# BBQ Contest



## bluegillman (Jan 2, 2008)

Our community (Sturgis, MI) has an event in the summer called "Ribs on the Runway".  It has just been different people cooking ribs and selling them.  I belong to the Chamber of Commerce and have approaced them about doing a Smoking/BBQ contest.  We are located centrally to four states.  I am thinking more of an amatuer contest.  I know of no other contest any where near here.  If there is any interest or info. you could could give me it would be appreciated.  It is just an idea right now. I don't even know if it is a good idea.  If I see some good possibilities, I will continue to pursue it.
                                     Ron


----------



## bbq bubba (Jan 2, 2008)

Let me know some more info Ron when ya get it, i could get ya a group of cookers down there depending on the date!!


----------



## bbq bubba (Jan 2, 2008)

BTW, check out the KCBS website for some general info.


----------



## bbq bubba (Jan 2, 2008)

P.S.S.  Mod's, move to comp.s please..


----------



## teacup13 (Jan 2, 2008)

well i guess i could cook as well..lol

let us know whats going on


----------



## cheech (Jan 2, 2008)

Just let me know when. I will be in Sturgis Friday. I will wave as I drive by.


----------



## bustedluckbarbq (Jan 2, 2008)

07/11/08
*4th Annual UP Hog Wild* Kingsford, MI
_STATE CHAMPIONSHIP_ *Contact:* John Bertoldi, PO Box 323, Iron Mountain, MI 49801.
Phone: 906-774-1707. Fax: 906-774-0217. [email protected]
*KCBS Reps:* NEWSTROM DALE, PEYTON VICKI _Results not in._ 

If you check the following site they post all the KCBS comps:
http://www.kcbs.us/events.php


----------



## teacup13 (Jan 3, 2008)

this contest looks pretty cool but is limited to *25 Teams*

also if you use Royal Oak charcoal, you dont have to bring your own, they will supply what you need, you just have to tell them in advance how much you want


----------



## bbq bubba (Jan 3, 2008)

That's about as far from Sturgis you can get....there's also comp's in Grand Rapid's and Mear's Mi, which is close to you...
Was also thinking, if your serious, send me a P.M. with your E-mail and i will get you hooked up with the Great Lakes BBQ Assoc.

Objective A
Rewrite the stretch of the BBQ contest thread from "also if you" through "close to you...", substituting "briquettes" for "charcoal".
Objective B
Answer these about the BBQ contest thread:
(i) What is the name of the summer event in the community where Ron lives?
(ii) How many teams is the contest that teacup13 mentions limited to?
(iii) Which association does bbq bubba offer to get Ron hooked up with?

Supplied material
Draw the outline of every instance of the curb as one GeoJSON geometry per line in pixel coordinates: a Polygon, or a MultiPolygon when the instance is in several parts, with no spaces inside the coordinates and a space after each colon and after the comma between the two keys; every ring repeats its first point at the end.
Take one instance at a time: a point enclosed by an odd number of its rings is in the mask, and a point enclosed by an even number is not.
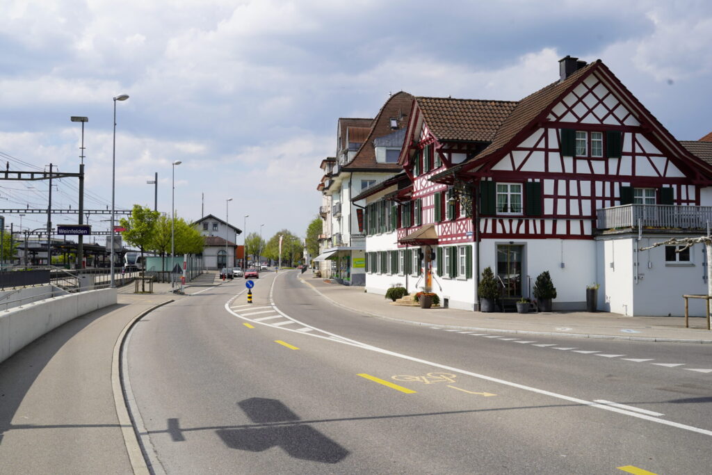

Exercise answer A
also if you use Royal Oak briquettes, you dont have to bring your own, they will supply what you need, you just have to tell them in advance how much you want


----------



## bbq bubba (Jan 3, 2008)

That's about as far from Sturgis you can get....there's also comp's in Grand Rapid's and Mear's Mi, which is close to you...

Exercise answer B
(i) "Ribs on the Runway"
(ii) 25 teams
(iii) The Great Lakes BBQ Assoc.